# Data for the task start
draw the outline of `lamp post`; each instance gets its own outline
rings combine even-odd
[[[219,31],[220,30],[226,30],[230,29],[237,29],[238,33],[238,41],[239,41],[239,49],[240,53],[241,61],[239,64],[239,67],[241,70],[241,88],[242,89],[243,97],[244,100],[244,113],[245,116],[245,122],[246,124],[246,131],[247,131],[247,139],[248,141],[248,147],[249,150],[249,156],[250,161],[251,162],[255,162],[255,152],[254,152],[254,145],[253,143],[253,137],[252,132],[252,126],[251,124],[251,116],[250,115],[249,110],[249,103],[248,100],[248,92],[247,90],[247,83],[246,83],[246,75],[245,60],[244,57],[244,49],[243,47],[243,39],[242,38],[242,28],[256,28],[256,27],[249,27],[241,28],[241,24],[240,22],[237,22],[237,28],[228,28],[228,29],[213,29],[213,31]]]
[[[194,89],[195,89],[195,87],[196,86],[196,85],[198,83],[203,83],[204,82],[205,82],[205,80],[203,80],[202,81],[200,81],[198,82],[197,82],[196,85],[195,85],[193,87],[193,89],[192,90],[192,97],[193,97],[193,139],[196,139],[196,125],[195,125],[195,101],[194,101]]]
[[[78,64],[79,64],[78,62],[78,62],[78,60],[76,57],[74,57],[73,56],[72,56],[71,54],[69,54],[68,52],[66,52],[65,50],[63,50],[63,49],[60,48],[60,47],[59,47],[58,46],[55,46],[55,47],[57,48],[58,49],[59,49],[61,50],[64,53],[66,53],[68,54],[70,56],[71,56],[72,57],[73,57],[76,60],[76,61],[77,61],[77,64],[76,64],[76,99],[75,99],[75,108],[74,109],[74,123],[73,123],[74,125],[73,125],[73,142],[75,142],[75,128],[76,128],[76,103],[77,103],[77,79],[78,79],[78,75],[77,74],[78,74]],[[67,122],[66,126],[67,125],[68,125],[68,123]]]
# Data for the task end
*Exercise*.
Copy all of the rows above word for word, changing nothing.

*Completed exercise*.
draw the outline of `lamp post`; each instance gets its own outline
rings combine even-odd
[[[219,31],[220,30],[226,30],[230,29],[237,29],[238,33],[238,41],[239,41],[239,49],[240,53],[241,61],[239,64],[239,67],[241,70],[241,88],[242,89],[243,97],[244,100],[244,113],[245,116],[245,122],[246,124],[246,131],[247,131],[247,139],[248,141],[248,147],[249,150],[249,156],[250,161],[251,162],[255,162],[255,152],[254,152],[254,145],[253,143],[253,137],[252,132],[252,126],[251,124],[251,116],[250,115],[249,110],[249,103],[248,100],[248,92],[247,90],[247,83],[246,83],[246,75],[245,60],[244,57],[244,49],[243,47],[243,39],[242,38],[242,28],[256,28],[256,27],[249,27],[241,28],[241,24],[240,22],[237,22],[237,28],[228,28],[228,29],[213,29],[213,31]]]
[[[194,89],[195,89],[195,87],[196,86],[196,85],[198,83],[203,83],[204,82],[205,82],[205,80],[203,80],[202,81],[200,81],[198,82],[197,82],[196,85],[195,85],[193,87],[193,89],[192,90],[192,97],[193,97],[193,139],[196,139],[196,125],[195,125],[195,101],[194,101]]]
[[[78,64],[79,64],[78,62],[78,62],[78,60],[76,57],[74,57],[73,56],[72,56],[71,54],[69,54],[68,52],[66,52],[65,50],[63,50],[63,49],[60,48],[60,47],[59,47],[58,46],[55,46],[55,47],[57,48],[58,49],[59,49],[61,50],[64,53],[66,53],[68,54],[70,56],[71,56],[72,57],[73,57],[76,60],[76,61],[77,61],[77,64],[76,64],[76,99],[75,99],[75,108],[74,109],[74,123],[73,123],[74,125],[73,125],[73,142],[75,142],[75,128],[76,128],[76,103],[77,103],[77,79],[78,79],[78,75],[77,74],[78,74]],[[67,122],[66,126],[67,125],[68,125],[68,123]]]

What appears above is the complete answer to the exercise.